__Problem to work on__. Please write out every line in full from the first line up to and including the line with "252], [543, 224]]", shifting each answer coordinate by adding 85 to it. Leave the sample coordinates unchanged and omit the picture.

Point labeling dataset excerpts
[Begin]

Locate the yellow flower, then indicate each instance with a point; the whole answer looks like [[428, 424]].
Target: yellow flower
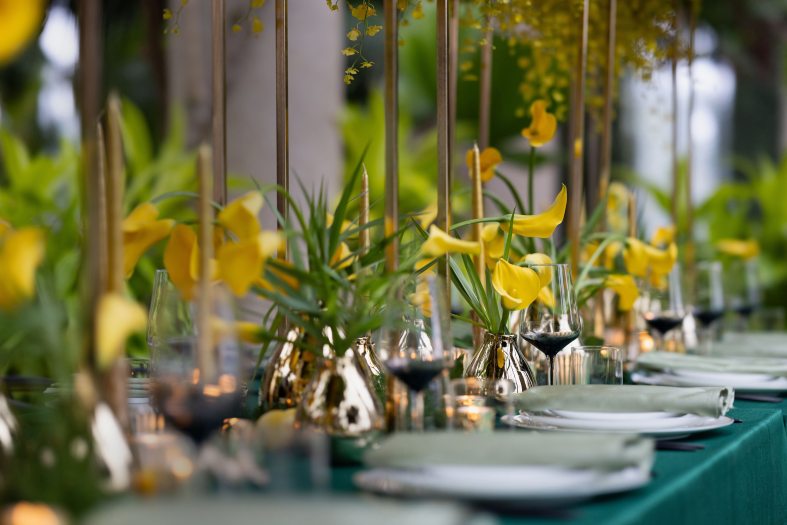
[[739, 248], [20, 21], [489, 160], [241, 263], [542, 127], [494, 243], [440, 243], [517, 286], [141, 230], [625, 287], [116, 319], [241, 215], [663, 236], [21, 252], [543, 224]]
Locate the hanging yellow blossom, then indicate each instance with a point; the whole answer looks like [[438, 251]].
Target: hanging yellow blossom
[[20, 21], [518, 287], [625, 287], [490, 158], [543, 125], [116, 319], [543, 224], [21, 252], [745, 249], [440, 243], [141, 230], [241, 215]]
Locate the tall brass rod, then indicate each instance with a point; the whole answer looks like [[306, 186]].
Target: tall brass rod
[[219, 103], [577, 134], [89, 95], [443, 131], [689, 246], [391, 72], [609, 94], [282, 118], [485, 89], [674, 145]]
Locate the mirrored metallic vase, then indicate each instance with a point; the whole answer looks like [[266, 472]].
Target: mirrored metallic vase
[[341, 399], [499, 357], [288, 373]]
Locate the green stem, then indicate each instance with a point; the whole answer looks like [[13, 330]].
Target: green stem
[[530, 171]]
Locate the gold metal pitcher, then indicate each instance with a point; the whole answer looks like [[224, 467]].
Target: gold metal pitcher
[[499, 357]]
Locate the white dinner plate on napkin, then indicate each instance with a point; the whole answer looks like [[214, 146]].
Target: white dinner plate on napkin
[[658, 427], [740, 382], [525, 485]]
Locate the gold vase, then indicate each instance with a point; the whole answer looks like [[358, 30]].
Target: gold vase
[[288, 373], [499, 357], [341, 400]]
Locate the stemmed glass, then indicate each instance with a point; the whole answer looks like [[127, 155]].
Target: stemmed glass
[[195, 388], [663, 307], [419, 356], [708, 300], [552, 325]]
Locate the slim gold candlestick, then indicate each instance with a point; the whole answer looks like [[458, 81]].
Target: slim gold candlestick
[[577, 138], [282, 113], [363, 215], [204, 300], [219, 101]]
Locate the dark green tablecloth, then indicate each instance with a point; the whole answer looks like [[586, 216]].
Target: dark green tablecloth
[[740, 477]]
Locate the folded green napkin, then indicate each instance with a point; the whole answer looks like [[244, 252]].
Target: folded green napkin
[[666, 361], [702, 401], [511, 449]]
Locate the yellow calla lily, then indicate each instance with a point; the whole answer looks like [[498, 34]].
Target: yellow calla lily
[[544, 273], [738, 248], [543, 224], [241, 215], [490, 158], [141, 230], [116, 319], [240, 263], [19, 24], [517, 286], [440, 243], [543, 125], [663, 236], [625, 287], [21, 252]]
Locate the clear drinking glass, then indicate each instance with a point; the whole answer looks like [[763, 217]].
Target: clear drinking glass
[[194, 387], [422, 352], [552, 327], [662, 307], [708, 301], [590, 365]]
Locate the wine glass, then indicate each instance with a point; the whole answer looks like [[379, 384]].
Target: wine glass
[[196, 381], [419, 355], [708, 300], [552, 327], [663, 307]]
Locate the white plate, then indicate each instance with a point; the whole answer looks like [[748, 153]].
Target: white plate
[[536, 485], [740, 384], [613, 416], [683, 425]]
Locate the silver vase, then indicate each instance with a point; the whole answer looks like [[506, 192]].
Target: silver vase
[[499, 357]]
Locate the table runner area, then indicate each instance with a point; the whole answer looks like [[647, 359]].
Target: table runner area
[[740, 477]]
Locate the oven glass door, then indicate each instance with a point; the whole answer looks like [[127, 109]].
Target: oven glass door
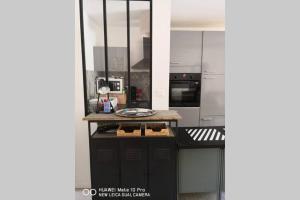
[[184, 94]]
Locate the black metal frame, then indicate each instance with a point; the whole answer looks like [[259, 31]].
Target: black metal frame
[[106, 50]]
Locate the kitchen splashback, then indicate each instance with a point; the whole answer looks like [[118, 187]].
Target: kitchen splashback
[[138, 79]]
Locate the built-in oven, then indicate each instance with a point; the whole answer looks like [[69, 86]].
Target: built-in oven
[[185, 89]]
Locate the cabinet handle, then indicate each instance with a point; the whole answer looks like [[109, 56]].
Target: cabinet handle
[[207, 119], [209, 77], [207, 71]]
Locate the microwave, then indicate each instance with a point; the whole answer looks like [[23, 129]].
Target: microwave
[[116, 85]]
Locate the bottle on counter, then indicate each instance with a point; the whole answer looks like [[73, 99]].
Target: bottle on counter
[[106, 106]]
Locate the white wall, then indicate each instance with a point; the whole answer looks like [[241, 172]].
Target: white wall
[[160, 84], [82, 162], [161, 53]]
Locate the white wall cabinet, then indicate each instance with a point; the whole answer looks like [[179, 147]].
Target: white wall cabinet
[[212, 112], [185, 51], [213, 60], [212, 94]]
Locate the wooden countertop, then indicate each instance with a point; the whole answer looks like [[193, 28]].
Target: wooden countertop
[[161, 115]]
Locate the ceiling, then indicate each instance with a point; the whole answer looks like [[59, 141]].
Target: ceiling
[[184, 13], [198, 13]]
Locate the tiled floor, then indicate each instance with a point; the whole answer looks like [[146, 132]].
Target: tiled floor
[[191, 196]]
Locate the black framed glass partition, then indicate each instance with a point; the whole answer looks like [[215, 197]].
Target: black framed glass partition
[[116, 40]]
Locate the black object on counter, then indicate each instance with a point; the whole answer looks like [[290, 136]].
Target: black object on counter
[[200, 137]]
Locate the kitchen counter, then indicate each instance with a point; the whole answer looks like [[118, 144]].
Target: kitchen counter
[[161, 115]]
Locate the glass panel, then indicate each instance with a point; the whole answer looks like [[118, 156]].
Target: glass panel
[[140, 53], [94, 42], [117, 49]]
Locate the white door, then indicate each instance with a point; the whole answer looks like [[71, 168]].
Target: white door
[[213, 60], [212, 95], [185, 51]]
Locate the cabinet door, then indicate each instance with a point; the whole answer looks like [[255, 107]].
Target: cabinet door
[[133, 163], [213, 60], [185, 51], [198, 170], [190, 116], [162, 169], [212, 95], [104, 163]]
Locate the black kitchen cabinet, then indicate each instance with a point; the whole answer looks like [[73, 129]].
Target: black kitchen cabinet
[[105, 161], [148, 163], [133, 164], [162, 169]]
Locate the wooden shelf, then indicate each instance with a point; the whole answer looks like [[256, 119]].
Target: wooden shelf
[[161, 115], [98, 135]]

[End]

__Task output__.
Locate the yellow flower, then indicate each instance with a point; the whole answer looks like [[428, 424]].
Target: yellow flower
[[824, 333], [105, 106], [574, 245], [326, 348], [627, 212], [579, 328], [525, 328], [602, 371], [226, 315], [710, 372], [201, 404], [326, 300], [748, 321], [106, 337], [628, 309]]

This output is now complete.